Exercise objective: Change "stone building" to "brick building" in the part of the records that opens with the line containing "If you could point out the wooden a-frame" and continues through the end of the records. Reproduce that part with everything else unchanged.

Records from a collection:
★ ★ ★

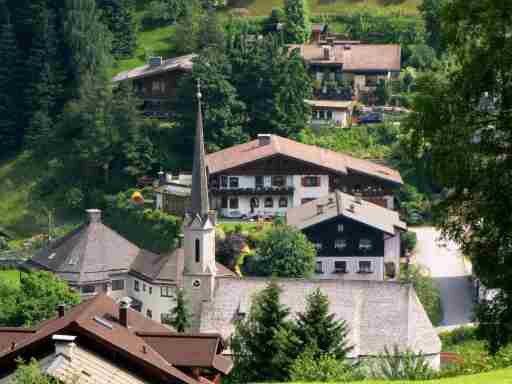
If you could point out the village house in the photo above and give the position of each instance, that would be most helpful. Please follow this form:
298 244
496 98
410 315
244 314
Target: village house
379 314
155 83
355 239
349 70
99 341
271 174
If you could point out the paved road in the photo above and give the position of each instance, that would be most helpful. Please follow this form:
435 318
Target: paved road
447 267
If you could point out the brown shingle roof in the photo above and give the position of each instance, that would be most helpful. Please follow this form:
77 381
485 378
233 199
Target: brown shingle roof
358 57
337 162
83 320
342 204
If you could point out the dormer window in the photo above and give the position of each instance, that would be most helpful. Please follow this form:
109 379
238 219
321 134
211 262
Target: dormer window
340 244
365 244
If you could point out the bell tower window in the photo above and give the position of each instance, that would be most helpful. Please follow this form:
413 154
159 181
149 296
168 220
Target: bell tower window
198 255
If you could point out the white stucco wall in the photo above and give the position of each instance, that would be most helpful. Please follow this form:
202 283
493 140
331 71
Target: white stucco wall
352 268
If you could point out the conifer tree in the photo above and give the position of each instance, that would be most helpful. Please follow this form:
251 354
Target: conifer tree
180 314
297 25
8 112
263 343
318 328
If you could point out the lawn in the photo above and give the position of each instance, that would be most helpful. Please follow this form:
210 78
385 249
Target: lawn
503 376
11 276
263 7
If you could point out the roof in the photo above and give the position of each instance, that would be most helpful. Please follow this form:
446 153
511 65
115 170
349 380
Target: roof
200 350
330 104
181 63
97 319
337 162
355 57
379 314
169 267
89 254
342 204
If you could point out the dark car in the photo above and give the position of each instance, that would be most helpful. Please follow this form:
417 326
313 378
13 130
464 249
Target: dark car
371 118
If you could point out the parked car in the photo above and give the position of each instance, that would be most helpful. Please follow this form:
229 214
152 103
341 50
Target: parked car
371 118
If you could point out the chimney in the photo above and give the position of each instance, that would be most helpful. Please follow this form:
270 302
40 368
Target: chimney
123 313
155 61
61 310
327 52
264 139
94 215
64 345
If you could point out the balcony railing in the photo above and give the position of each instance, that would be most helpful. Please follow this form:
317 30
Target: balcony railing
253 191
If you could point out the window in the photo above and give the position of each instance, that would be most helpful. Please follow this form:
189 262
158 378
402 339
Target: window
311 181
365 244
365 267
340 244
198 251
117 285
278 181
340 267
233 182
233 203
165 318
166 291
88 289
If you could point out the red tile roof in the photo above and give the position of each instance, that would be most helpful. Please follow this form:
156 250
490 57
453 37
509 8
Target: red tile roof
97 319
336 162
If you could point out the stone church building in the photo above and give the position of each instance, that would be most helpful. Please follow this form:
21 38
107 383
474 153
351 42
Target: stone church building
96 259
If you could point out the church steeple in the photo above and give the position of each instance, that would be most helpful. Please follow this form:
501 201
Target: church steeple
200 204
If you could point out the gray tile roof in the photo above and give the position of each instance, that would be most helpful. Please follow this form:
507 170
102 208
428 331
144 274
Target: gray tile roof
88 254
343 204
379 314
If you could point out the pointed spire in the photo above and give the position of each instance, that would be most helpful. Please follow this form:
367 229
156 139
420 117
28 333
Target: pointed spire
200 204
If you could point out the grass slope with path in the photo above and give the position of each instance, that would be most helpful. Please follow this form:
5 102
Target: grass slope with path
503 376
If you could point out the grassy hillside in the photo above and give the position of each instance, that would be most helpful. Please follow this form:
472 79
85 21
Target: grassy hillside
263 7
503 376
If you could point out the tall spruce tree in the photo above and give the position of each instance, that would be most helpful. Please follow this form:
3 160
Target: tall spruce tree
319 329
263 343
8 110
297 26
119 16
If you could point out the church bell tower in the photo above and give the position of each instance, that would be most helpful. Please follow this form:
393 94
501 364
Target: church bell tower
199 230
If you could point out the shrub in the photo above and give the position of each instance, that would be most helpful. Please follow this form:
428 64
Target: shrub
309 367
409 241
405 365
428 293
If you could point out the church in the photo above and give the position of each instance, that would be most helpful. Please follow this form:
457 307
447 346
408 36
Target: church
95 259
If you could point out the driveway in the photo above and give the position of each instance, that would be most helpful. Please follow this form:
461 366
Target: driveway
447 267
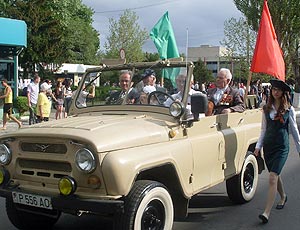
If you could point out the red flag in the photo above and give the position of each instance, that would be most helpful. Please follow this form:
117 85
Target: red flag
268 57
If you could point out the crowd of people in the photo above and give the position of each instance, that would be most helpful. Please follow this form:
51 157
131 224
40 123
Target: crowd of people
43 97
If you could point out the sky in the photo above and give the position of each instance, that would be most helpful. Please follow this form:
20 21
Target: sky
194 22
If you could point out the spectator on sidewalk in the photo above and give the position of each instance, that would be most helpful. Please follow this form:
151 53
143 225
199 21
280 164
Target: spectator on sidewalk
32 96
67 96
59 95
43 104
8 105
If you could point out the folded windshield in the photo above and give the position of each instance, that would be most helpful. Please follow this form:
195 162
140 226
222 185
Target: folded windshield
135 86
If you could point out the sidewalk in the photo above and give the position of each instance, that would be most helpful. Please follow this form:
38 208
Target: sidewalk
12 126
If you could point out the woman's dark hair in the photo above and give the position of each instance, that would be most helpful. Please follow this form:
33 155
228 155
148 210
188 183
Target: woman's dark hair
284 103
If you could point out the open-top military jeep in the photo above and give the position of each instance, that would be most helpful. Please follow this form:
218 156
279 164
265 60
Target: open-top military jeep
139 162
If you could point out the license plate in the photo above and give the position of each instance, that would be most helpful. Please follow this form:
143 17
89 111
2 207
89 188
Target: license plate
32 200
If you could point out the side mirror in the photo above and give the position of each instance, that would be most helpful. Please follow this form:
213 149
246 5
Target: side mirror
198 104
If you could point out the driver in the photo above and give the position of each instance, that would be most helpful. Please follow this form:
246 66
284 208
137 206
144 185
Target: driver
149 81
180 82
125 84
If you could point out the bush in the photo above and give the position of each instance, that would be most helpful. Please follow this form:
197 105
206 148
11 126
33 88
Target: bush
21 103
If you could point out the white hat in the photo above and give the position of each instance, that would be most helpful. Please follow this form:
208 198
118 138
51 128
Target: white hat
45 86
149 89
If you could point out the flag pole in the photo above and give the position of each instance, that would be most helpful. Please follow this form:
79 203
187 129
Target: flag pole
248 85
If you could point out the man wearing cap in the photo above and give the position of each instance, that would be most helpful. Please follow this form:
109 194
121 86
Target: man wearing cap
149 79
125 83
224 99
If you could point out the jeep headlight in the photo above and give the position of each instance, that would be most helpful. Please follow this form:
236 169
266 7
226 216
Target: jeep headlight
176 109
5 155
85 160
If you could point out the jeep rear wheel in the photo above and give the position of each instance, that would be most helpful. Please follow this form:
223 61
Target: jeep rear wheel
241 188
27 217
147 206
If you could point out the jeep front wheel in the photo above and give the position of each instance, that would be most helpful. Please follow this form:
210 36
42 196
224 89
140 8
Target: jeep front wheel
147 206
241 188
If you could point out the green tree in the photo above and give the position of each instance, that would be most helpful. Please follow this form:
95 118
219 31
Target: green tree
127 34
58 31
201 73
240 39
286 20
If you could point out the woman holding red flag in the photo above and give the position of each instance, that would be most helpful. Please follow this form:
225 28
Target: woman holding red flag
278 116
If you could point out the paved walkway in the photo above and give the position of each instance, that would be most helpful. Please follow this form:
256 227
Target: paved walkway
12 126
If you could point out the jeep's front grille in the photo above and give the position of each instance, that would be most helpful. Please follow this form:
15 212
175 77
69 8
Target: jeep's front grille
42 168
39 164
44 148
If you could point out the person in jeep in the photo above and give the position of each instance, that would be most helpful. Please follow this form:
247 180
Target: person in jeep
126 85
224 99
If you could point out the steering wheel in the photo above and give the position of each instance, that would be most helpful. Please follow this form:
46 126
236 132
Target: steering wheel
159 96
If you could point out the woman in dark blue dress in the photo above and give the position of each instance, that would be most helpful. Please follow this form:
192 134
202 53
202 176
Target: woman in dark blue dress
278 116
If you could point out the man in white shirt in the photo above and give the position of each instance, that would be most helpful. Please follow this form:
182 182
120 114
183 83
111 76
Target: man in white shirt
224 99
32 96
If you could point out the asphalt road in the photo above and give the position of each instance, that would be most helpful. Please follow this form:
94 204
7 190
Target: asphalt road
212 209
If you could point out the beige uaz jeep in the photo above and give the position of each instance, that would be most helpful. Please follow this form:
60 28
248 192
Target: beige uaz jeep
139 161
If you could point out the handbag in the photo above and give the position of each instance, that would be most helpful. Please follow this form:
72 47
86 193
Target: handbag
260 163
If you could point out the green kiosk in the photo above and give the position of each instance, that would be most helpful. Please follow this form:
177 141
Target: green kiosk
13 39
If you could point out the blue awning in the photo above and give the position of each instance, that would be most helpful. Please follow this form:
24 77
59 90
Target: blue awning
13 33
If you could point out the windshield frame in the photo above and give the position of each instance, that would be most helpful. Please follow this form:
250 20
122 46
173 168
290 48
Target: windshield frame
131 107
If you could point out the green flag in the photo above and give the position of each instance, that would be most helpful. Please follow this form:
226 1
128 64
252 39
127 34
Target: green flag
163 37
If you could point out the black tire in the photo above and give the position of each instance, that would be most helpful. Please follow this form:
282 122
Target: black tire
242 187
30 220
147 206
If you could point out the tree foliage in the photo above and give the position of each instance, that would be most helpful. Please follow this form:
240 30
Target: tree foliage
239 38
127 34
201 73
286 20
58 31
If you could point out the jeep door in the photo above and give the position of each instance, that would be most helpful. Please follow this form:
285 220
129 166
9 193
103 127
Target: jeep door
208 151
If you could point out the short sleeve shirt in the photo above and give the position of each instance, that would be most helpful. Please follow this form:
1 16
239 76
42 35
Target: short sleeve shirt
33 89
44 102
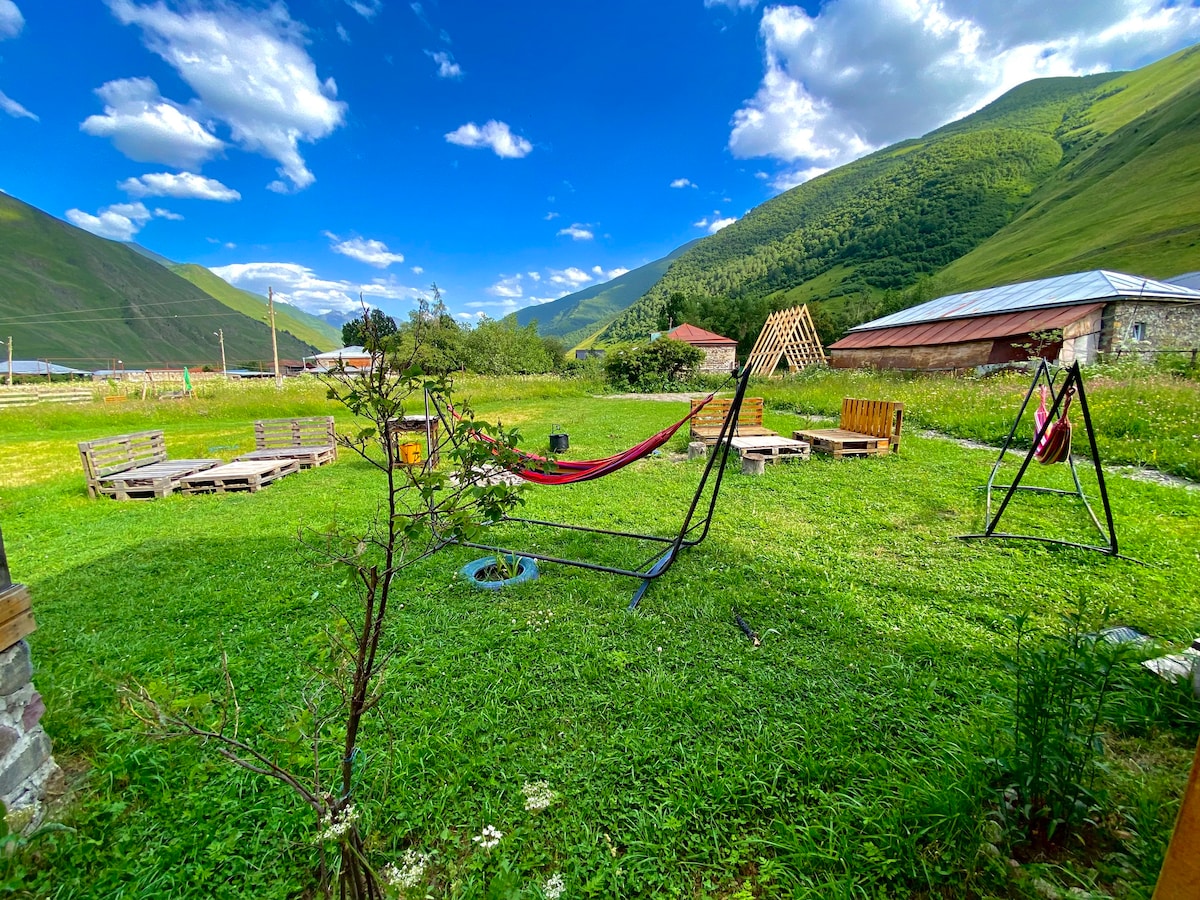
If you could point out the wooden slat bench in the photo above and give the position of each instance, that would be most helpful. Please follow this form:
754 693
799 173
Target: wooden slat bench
707 424
868 427
310 441
250 475
135 467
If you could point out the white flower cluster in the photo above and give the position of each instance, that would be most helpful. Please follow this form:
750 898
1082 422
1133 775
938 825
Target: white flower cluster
334 826
555 887
489 838
538 796
409 871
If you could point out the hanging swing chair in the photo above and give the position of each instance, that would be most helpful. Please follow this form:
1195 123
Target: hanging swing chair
1053 444
696 522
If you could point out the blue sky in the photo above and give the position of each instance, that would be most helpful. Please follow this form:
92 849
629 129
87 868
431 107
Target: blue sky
508 151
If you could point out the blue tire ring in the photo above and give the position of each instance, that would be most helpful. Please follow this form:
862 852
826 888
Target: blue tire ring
527 570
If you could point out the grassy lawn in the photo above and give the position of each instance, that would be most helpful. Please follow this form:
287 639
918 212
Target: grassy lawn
845 757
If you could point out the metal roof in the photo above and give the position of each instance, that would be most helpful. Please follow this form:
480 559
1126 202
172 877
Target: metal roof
1061 291
981 328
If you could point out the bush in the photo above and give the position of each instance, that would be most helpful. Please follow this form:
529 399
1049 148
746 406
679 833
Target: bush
659 365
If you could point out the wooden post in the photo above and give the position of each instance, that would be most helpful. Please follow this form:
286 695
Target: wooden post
275 346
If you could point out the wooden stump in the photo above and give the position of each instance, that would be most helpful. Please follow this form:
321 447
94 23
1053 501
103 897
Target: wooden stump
754 465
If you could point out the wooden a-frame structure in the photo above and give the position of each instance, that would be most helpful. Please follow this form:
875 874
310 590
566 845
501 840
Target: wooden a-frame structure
786 334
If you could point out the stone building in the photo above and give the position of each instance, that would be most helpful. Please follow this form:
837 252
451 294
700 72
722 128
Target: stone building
720 353
1066 318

★ ★ ★

Output for this exercise:
If you could point out the wooden a-frame structure in the photo above and give the position of each instance, that would be most helpful. Please follow this form:
875 874
310 590
566 845
501 840
Target: wooden a-frame structure
786 334
If you could point out the brick building in the photo above and give the position of each instance, that would be most helpful. Please follow this form:
837 252
451 294
700 72
722 128
Target: brick building
720 353
1066 318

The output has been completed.